Restate every line of the data word for word, except for the images.

──────────────────────────────

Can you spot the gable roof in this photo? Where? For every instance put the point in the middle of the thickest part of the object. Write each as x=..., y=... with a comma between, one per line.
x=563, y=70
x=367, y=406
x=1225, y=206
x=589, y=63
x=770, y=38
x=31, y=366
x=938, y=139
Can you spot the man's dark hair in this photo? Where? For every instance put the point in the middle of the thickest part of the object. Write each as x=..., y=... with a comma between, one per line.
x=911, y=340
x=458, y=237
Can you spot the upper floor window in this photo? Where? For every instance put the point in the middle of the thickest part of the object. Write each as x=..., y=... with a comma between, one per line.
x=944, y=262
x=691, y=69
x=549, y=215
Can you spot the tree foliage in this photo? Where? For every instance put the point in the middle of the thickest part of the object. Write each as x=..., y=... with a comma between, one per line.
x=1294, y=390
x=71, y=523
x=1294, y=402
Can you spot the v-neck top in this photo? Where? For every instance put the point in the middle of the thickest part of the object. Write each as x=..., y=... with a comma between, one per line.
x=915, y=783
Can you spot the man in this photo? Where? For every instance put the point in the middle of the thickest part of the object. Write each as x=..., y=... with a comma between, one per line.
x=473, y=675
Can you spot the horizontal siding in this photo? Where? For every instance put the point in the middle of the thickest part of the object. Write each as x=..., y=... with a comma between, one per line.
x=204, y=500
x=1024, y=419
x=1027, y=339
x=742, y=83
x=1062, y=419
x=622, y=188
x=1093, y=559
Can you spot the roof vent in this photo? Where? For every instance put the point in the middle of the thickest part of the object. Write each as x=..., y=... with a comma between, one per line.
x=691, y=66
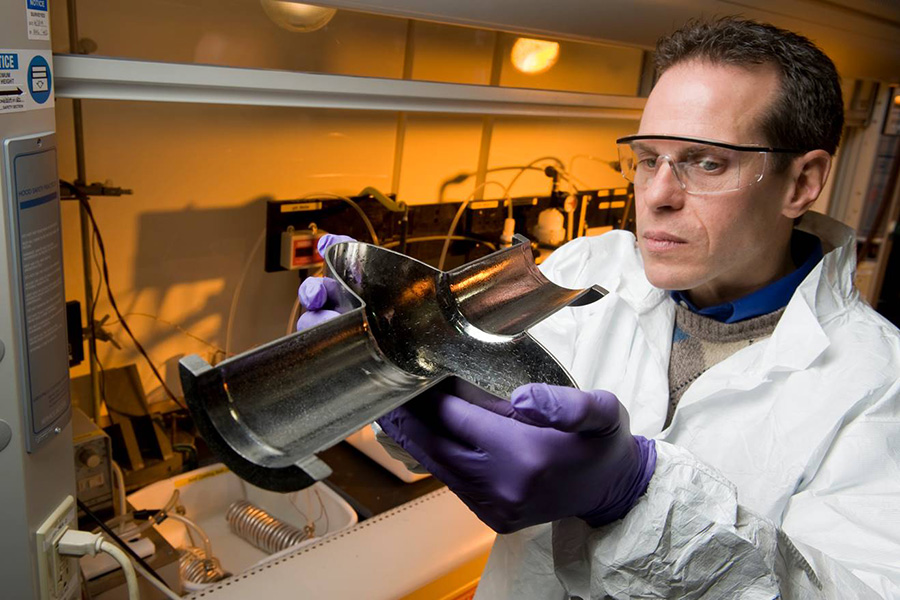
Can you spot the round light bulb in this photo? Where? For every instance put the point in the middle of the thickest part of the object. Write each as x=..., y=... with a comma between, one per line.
x=532, y=56
x=297, y=17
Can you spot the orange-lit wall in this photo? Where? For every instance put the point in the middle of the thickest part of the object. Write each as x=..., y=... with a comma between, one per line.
x=201, y=173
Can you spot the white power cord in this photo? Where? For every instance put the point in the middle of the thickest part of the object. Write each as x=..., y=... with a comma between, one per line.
x=80, y=543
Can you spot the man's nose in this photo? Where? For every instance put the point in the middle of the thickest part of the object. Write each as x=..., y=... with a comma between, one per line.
x=665, y=189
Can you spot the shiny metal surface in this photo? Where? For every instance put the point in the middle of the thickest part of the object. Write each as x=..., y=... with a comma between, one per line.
x=405, y=326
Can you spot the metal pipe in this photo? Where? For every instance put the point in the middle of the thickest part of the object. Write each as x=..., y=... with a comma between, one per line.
x=80, y=179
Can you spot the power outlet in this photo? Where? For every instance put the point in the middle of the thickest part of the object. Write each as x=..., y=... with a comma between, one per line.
x=58, y=574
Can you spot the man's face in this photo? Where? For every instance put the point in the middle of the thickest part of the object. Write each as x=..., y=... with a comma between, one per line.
x=722, y=246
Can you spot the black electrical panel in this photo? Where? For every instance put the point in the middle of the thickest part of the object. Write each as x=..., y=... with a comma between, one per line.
x=420, y=231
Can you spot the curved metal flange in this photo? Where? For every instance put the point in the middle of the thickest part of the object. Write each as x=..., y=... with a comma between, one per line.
x=405, y=327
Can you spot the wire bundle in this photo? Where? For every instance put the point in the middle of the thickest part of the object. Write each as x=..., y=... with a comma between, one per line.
x=256, y=526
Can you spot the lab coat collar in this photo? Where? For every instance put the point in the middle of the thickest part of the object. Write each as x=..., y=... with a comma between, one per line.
x=827, y=291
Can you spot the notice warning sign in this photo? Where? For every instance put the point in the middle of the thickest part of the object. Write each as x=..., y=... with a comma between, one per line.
x=26, y=80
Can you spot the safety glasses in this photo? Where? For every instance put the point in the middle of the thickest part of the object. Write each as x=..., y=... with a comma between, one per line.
x=699, y=166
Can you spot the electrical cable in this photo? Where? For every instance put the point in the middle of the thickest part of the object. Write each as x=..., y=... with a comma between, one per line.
x=522, y=170
x=436, y=238
x=121, y=543
x=127, y=568
x=459, y=213
x=190, y=524
x=456, y=180
x=232, y=310
x=354, y=205
x=85, y=202
x=173, y=326
x=120, y=478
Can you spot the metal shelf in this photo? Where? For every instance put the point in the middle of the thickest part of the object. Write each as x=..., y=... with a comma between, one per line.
x=89, y=77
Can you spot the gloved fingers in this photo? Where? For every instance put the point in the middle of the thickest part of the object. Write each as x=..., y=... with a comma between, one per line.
x=431, y=447
x=424, y=429
x=315, y=317
x=475, y=395
x=569, y=409
x=319, y=292
x=473, y=425
x=330, y=239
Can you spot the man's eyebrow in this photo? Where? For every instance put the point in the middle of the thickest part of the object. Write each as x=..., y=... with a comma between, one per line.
x=642, y=146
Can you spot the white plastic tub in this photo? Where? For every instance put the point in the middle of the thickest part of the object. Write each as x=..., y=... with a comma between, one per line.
x=206, y=495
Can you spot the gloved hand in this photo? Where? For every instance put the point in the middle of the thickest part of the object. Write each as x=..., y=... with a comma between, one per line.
x=550, y=453
x=319, y=295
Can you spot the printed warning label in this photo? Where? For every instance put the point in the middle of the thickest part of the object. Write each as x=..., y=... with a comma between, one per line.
x=37, y=19
x=26, y=80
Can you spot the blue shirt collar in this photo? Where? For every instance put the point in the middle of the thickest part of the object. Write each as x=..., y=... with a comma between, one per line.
x=804, y=247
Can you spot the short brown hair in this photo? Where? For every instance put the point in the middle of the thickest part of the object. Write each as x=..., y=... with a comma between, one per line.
x=809, y=112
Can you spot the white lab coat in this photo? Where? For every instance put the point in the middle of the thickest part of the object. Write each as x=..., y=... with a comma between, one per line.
x=791, y=443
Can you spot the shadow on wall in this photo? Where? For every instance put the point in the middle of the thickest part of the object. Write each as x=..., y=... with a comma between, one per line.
x=194, y=246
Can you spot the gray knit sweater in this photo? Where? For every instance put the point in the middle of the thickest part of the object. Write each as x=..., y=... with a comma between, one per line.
x=700, y=342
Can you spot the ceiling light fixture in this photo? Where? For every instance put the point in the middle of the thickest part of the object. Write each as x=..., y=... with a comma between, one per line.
x=532, y=56
x=295, y=16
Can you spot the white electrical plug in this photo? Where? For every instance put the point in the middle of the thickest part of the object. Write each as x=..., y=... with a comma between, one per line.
x=57, y=574
x=78, y=543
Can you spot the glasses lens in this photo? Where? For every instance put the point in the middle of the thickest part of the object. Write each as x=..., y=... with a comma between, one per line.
x=699, y=168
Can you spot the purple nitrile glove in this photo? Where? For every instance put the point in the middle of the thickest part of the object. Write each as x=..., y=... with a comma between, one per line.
x=319, y=295
x=553, y=452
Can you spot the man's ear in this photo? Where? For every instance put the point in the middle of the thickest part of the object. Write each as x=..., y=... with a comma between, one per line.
x=808, y=175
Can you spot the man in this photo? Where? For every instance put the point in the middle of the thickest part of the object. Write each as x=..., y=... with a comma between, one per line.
x=764, y=392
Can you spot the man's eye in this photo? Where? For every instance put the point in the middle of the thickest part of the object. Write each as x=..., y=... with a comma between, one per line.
x=708, y=165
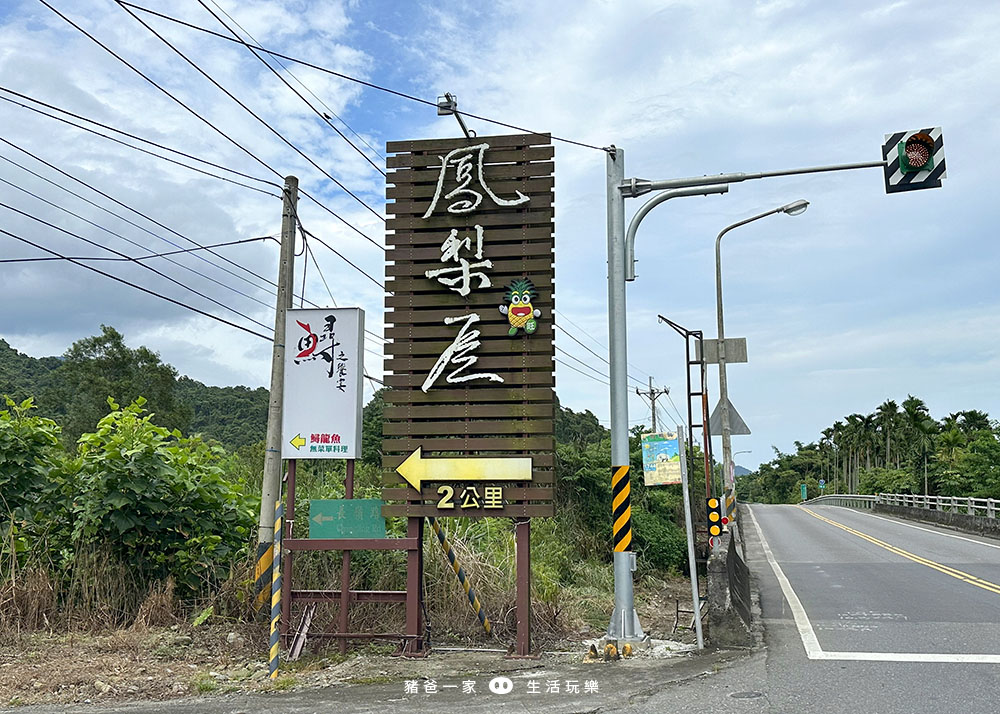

──────────────────────────────

Solution:
Can you spot the gable roof in this photo? Where? For every instance put the point in the middle of the thickest part of the object. Write each as x=..., y=... with a comma between, one per line.
x=563, y=70
x=367, y=406
x=1225, y=206
x=589, y=63
x=770, y=38
x=31, y=366
x=938, y=139
Can you spot the man's dark hair in this photo? Where? For every instance put the point in the middle of the thickest part of the object. Write each as x=..., y=... with a comma between, one per line.
x=911, y=340
x=458, y=237
Can you spot the upper floor window in this photo? Where? For every instance put the point in the middle of the thickest part of the object. Write each as x=..., y=... with a comma between, one per line.
x=944, y=262
x=691, y=69
x=549, y=215
Can you spot the tree foliage in this photo? Where? For every instance put the point in the middle of the thickest part of the object. Write each as x=..., y=... with a comma between, one per line.
x=1294, y=390
x=71, y=523
x=1294, y=402
Can you spot the v-neck top in this photo? Where? For every instance put the point in the middle of the thickest part of the object. Write each as x=..., y=... with a comma between, one per line.
x=915, y=783
Can you spot the man in this photo? Where? For every instance put the point in the middle of the thickest part of the object. Write each as x=..., y=... with a comma between, one per line.
x=473, y=675
Can you spot the horizontal siding in this photo? Where? For every instance put the point in the middle of the thickest part of the object. Write each as x=..., y=... with a comma between, one per line.
x=204, y=500
x=1024, y=419
x=1027, y=339
x=742, y=83
x=1062, y=419
x=622, y=188
x=1093, y=559
Can you spot the roof vent in this photo? Where? For every instance put the point in the middle of the thickest part of the object. Write each as x=..., y=... with a comma between, one per line.
x=691, y=66
Can you spot the round light bulb in this photo? Where? For every instance put the point in the middle of the thickest part of the object. Write each as x=..., y=... with a comma between, one per line.
x=532, y=56
x=297, y=17
Can you spot the orange-lit wall in this photo? Where? For every instance put the point in the middle of the thickest part of the object. Write each as x=..., y=... with a comma between, one per line.
x=201, y=173
Can you spot the white power cord in this photo? Where? For every instance put the point in the middle of the thickest part of the object. Write each as x=..., y=... with a comma between, one per line.
x=80, y=543
Can you spot the man's nose in this photo? Where? For every instance put the point in the middle of the thickest part of the object. Write each as x=..., y=... with a comma between, one per line.
x=665, y=189
Can you spot the shiny metal surface in this photo? Where? For every instance put the point in the middle of the thickest part of the object. Write each as x=..., y=... with a comma between, one per line.
x=405, y=326
Can you spot the metal pipe in this photo? Where? For every instance put the point in the middle of the thickest part of the object. Write each as x=..., y=... with a comma between, one per line.
x=80, y=179
Can you spot the power outlet in this photo? Where? For every instance put the point in the middle of the thickest part of the object. Write each as x=..., y=... with a comma between, one per line.
x=58, y=574
Can you spot the man's face in this photo? Where? For every instance put the point in the middle of the thickest part of the object. Write each as x=..., y=... with a comma between, one per line.
x=722, y=246
Can you spot the black electrical panel in this photo? Where? For every instance put the point in the middle of the thickest part of the object. Write each as x=..., y=... with a comma between, one per line.
x=420, y=231
Can you spot the curved metal flange in this photo? Where? For every instance put the point in the middle of the thickest part of the object. Write each as x=..., y=... with a comma between, one per line.
x=405, y=327
Can you spot the wire bundle in this photo? Where? For every instance put the point in the middle of the thickest part of the object. Write each as x=..., y=... with a comma between, one per line.
x=256, y=526
Can you spot the lab coat collar in this photo? Where? For every instance put the point in the middle of the thickest part of the object. Write each as x=..., y=... with a comma between, one per line.
x=827, y=291
Can you spot the notice warning sign in this photo? Where? For every instance put the point in the middle of the thickest part of the object. Write each as x=..., y=... with a comma between, one per line.
x=26, y=80
Can you spot the safety glasses in this photo? Where? For every instance put the point in the middle of the thickest part of the object. Write each as x=..., y=... with a comma between, one per line.
x=699, y=166
Can you spot the electrical cable in this photo? Where? For every instance put the point in the middle of the thickest part of the object. Write each as x=..., y=... with a comma between, one per line.
x=522, y=170
x=436, y=238
x=121, y=543
x=127, y=568
x=459, y=213
x=190, y=524
x=456, y=180
x=232, y=310
x=354, y=205
x=85, y=202
x=173, y=326
x=120, y=478
Can you spot the metal shelf in this photo? Where? For every instance put the point in the middle of the thickest part of the object. Write each as x=..., y=... with a comma between, one per line.
x=89, y=77
Can you spot the gloved fingers in this photo? Where? For every instance put the point in the middle of the thickest part of the object. Write each as x=..., y=... with a comma between, one per line.
x=431, y=447
x=424, y=429
x=315, y=317
x=475, y=395
x=569, y=409
x=319, y=292
x=473, y=425
x=330, y=239
Can you spot the man's eyebrow in this photo? Where? For every instance put the point in the middle of the thickest part of the object. Write each as x=..., y=... with a comma between, one per line.
x=642, y=146
Can you spot the white plastic tub in this photo? Where? For every instance put the point in the middle of the thickest part of the object. Write each as x=..., y=... with a comma between, one per line.
x=206, y=495
Can you spot the gloved hand in this photo? Where? For every instance put the point in the middle of the thickest part of the object. Write each as x=..., y=... with a comma between, one per line.
x=550, y=453
x=319, y=295
Can you spot the printed warning label in this photo? Where? For every instance put the point in the middle of the thickest part of the object. Write each as x=..., y=... with a comma between, one per line.
x=37, y=19
x=26, y=80
Can you spot the blue shirt collar in this photo? Where? For every instance put the point in the middle of the thickest part of the object. Write each as x=..., y=... with a comma between, one per line.
x=804, y=247
Can you spot the short brown hair in this photo? Where? For every instance put the point in the middle of the thickest part of the object. Write each as x=..., y=... with a comma between, one per line.
x=809, y=112
Can you spot the white lab coat in this photo? Where? For every instance put the point in the middle of the thickest part of the object. Write each as x=..., y=... with a comma between, one per line.
x=791, y=443
Can you spot the shadow on wall in this photo? Where? For every instance put the point in the middle of the thickest part of the object. Write each as x=..., y=... with a comma between, one per line.
x=194, y=246
Can you spot the gray knit sweater in this photo? Where? For every instance put the point in the middle of the thickest part of the object. Write each as x=..., y=... with a comma between, one per line.
x=700, y=342
Can you spot the ceiling light fixture in this photo? Where? For every instance put the point in the middle of the thickest part of the object. Write each as x=..., y=... with a comma between, one per line.
x=532, y=56
x=295, y=16
Can you spot the white electrical plug in this photo? Where? For every instance put the point in the middle of the thickest part of the object. Write each as x=..., y=... with a comma between, one per line.
x=57, y=574
x=78, y=543
Can you spot the glasses lens in this photo? Where? For every instance put the point in the middle of the thickest part of the object. Write each as x=..., y=... with a comma between, one per line.
x=699, y=168
Can you spot the purple nitrile glove in this photo? Where? For every instance put the point in the middle of the thickest part of the object. Write each as x=..., y=... with a comma between, one per line.
x=319, y=295
x=553, y=452
Can you spot the man's ear in this photo? Where? For every instance put the point in the middle of the thickest part of the object. Write each as x=..., y=... with a comma between, one per line.
x=808, y=175
Can you spot the man in this photo? Where? For every instance put the point in the middle of the thickest part of the object. Write each as x=..., y=... with a comma between, one per line.
x=764, y=392
Can you spot the man's eye in this photo? Where? For every instance put the point in the middle of the thickest part of the object. Write each as x=..., y=... with a comma between, one per line.
x=708, y=165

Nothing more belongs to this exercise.